Михаил Соколов: Но они выполняют и не протестуют.

Алексей Левинсон: Они против этого не протестуют. Хотя, если бы они протестовали, это вряд ли имело бы какой-то серьезный смысл. Как, впрочем, и их поддержка тоже не самое главное. Я в этом смысле хочу сказать, что политическое значение этих изменений не так велико, а вот значение для того, что можно назвать нравственным здоровьем общества, это значение я считаю очень большим, изменения крайне неблагоприятными. В этом смысле отход от возбуждения первых сроков после присоединения Крыма состоялся в сторону превращения этого в хронические нездоровые формы, мне так кажется. Хотя у людей ощущение, наоборот, облегчения, что мы теперь живем как хотим.

Михаил Соколов: Ключевой элемент этой системы – Владимир Путин и его рейтинг. С этим рейтингом что-то происходит такое, что можно назвать, скажем так, опять же коррекцией или нет?

Алексей Левинсон: Это очень непростой вопрос. Потому что если смотреть на то, как дела шли последние несколько лет, то рейтинг или эту фигуру можно считать не ключевой, а чем-то вроде замкового камня, который помогает держаться своду неких настроений, идей, чего-то, что образует нашу повседневную политическую конструкцию. Было бы, наверное, неправильно считать, что это навсегда. Дело не в том, что вообще на свете ничто не вечно, а дело в том, что эта политическая конструкция общественного мнения, о которой я говорил, она соответствует определенному состоянию общества, состоянию, которое нельзя считать полностью здоровым – это реакция общества на незнакомые ему формы существования, которые пришли в 1990-е годы в связи с разного рода трансформациями, намеренными, ненамеренными и так далее.

ПЕРЕЧЕНЬ ЗАПИСЕЙ:
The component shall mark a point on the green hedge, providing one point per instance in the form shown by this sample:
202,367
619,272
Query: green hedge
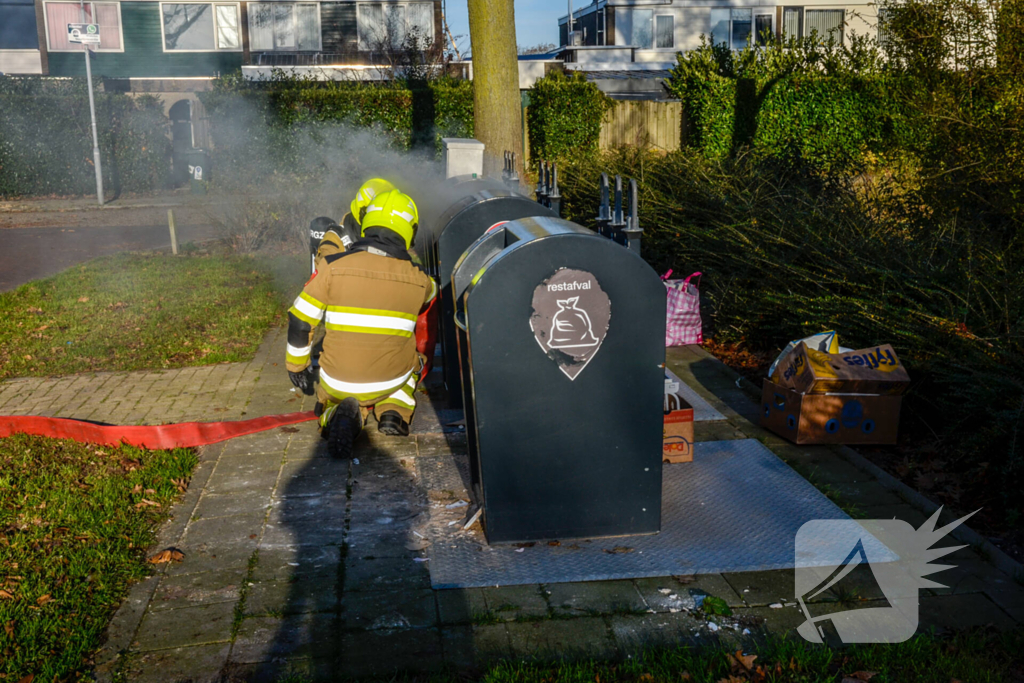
564,116
46,139
826,108
284,126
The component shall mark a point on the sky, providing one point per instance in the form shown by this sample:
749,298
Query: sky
536,20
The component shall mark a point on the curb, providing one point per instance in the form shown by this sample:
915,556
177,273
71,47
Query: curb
964,534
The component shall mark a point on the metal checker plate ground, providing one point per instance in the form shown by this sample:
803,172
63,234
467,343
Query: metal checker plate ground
735,508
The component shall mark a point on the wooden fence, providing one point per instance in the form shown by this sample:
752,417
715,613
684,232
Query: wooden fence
643,123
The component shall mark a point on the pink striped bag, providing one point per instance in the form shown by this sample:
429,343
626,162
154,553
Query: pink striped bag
683,316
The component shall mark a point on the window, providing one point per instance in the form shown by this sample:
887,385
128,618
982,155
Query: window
17,26
284,26
395,25
763,32
737,28
635,27
194,27
826,24
665,31
793,23
59,14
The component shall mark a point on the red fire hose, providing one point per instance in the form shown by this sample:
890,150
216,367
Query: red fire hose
182,435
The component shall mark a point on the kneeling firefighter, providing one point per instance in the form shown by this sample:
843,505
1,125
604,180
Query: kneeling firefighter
327,237
370,297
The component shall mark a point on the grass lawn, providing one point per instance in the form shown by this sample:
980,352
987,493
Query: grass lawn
75,522
977,656
135,311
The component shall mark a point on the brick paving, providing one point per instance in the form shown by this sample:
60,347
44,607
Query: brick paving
303,567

ЗАДАНИЕ 1:
Ответьте на вопросы по отрывку интервью.
(a) Кого Михаил Соколов называет ключевым элементом системы?
(b) С чем Алексей Левинсон сравнивает рейтинг или эту фигуру?
(c) В какие годы, по словам Алексея Левинсона, пришли незнакомые обществу формы существования?
ЗАДАНИЕ 2: Оформите в виде нумерованного списка строки записей, начиная со строки, содержащей «The component shall mark a point on the kneeling», и заканчивая последней строкой записей. Пустые строки пропустите.

РЕЗУЛЬТАТ 1:
(a) Владимира Путина и его рейтинг.
(b) С замковым камнем, который помогает держаться своду неких настроений, идей, чего-то, что образует повседневную политическую конструкцию.
(c) В 1990-е годы.

РЕЗУЛЬТАТ 2:
1. The component shall mark a point on the kneeling firefighter, providing one point per instance in the form shown by this sample:
2. 843,505
3. 1,125
4. 604,180
5. Query: kneeling firefighter
6. 327,237
7. 370,297
8. The component shall mark a point on the grass lawn, providing one point per instance in the form shown by this sample:
9. 980,352
10. 987,493
11. Query: grass lawn
12. 75,522
13. 977,656
14. 135,311
15. The component shall mark a point on the brick paving, providing one point per instance in the form shown by this sample:
16. 60,347
17. 44,607
18. Query: brick paving
19. 303,567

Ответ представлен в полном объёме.